- Text provided -
Tuesday, October 20, 2009

On Patch Policing

The Home Office has this week, launched a national interactive crime map for England and Wales that gives residents statistics on local crime figures and details on neighbourhood policing online at .

The online map figures are for all crime, including burglary, robbery, violence, vehicle crime and anti-social behaviour in their area which I assume includes the Isle of Thanet.

Viewers can compare one police area with another, compare figures over a three-month period against the same period for the previous year, and see annual crime rates.

If the site were working – which it's not, as I write, because it's 'crashed' you would, in theory, be able to see details of your neighbourhood police team, local policing priorities and information about forthcoming local events such as crime prevention meetings and local 'PACT' surgeries. I can't wait!

Crime mapping is part of the national 'Policing Pledge', which sets out standards and commitments on police response times, neighbourhood policing community engagement and time spent "on patch".

Back to the subject of the Westgate bench briefly, Sgt Connor tells me that since it was moved, the anti-social behaviour in Station Road has ceased and the evening are now quiet, which I would describe as a good result. This is of course part of a series of measures and I'm quoted in the local paper as saying that I'm not prepared to surrender Westgate to a minority of 'yobs' without a struggle and clearly, swift and decisive action has had the desired effect. I know that some elderly residents are concerned by the removal of the bench but when I explain what has actually happened to make Westgate a safer place at night, the 'Blitz' spirit comes in and they are supportive of the measures, even though it temporarily inconveniences them.

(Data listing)
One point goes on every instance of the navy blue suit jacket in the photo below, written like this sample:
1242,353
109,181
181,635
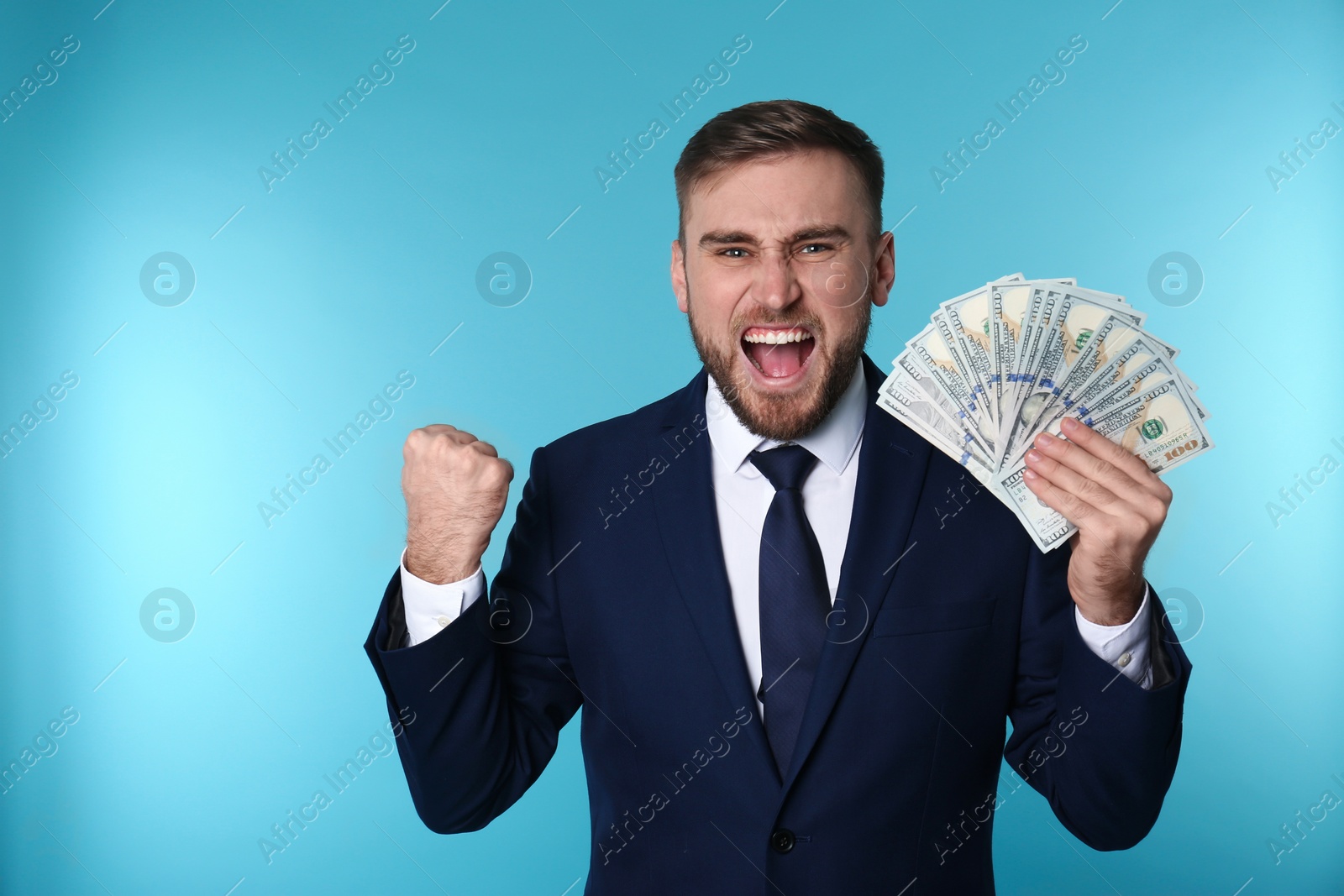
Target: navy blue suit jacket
948,621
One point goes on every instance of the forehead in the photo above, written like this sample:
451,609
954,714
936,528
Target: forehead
777,195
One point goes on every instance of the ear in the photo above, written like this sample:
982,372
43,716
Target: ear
678,271
885,269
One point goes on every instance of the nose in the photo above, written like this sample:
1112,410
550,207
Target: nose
774,285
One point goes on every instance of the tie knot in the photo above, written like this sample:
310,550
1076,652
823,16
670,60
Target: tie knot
786,466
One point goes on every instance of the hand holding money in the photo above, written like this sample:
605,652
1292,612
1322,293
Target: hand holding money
1119,506
1057,399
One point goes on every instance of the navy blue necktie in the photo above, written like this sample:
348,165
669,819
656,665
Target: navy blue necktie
795,600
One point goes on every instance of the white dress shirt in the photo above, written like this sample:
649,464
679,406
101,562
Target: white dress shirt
743,499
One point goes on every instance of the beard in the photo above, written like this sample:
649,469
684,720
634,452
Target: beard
785,417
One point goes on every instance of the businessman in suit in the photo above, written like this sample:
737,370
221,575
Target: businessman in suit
796,631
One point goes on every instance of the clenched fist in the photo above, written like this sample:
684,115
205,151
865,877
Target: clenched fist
456,488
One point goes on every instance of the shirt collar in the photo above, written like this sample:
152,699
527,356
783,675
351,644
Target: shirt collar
833,441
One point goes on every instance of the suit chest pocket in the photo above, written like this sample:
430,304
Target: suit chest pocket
953,616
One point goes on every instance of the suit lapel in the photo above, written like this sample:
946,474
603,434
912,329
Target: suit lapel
689,524
891,474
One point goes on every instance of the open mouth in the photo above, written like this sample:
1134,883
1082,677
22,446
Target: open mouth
780,354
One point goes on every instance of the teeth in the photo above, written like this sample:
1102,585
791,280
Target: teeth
776,338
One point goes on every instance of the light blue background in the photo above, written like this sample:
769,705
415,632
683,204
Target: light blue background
363,259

- Exercises -
#1 Set down the passage from the post about patch policing that begins at the words "On Patch Policing" and stops after "annual crime rates.", with no changes.
#2 In the data listing, start at the line that contains "One point goes on every instance of the light" and stop after the last line of the listing. Write those lines out again, switching "light blue" to "sky blue" and leaving everything else as it is.
The listing has no connection to the post about patch policing.

- Response list -
#1
On Patch Policing

The Home Office has this week, launched a national interactive crime map for England and Wales that gives residents statistics on local crime figures and details on neighbourhood policing online at .

The online map figures are for all crime, including burglary, robbery, violence, vehicle crime and anti-social behaviour in their area which I assume includes the Isle of Thanet.

Viewers can compare one police area with another, compare figures over a three-month period against the same period for the previous year, and see annual crime rates.

#2
One point goes on every instance of the sky blue background in the photo above, written like this sample:
769,705
415,632
683,204
Target: sky blue background
363,259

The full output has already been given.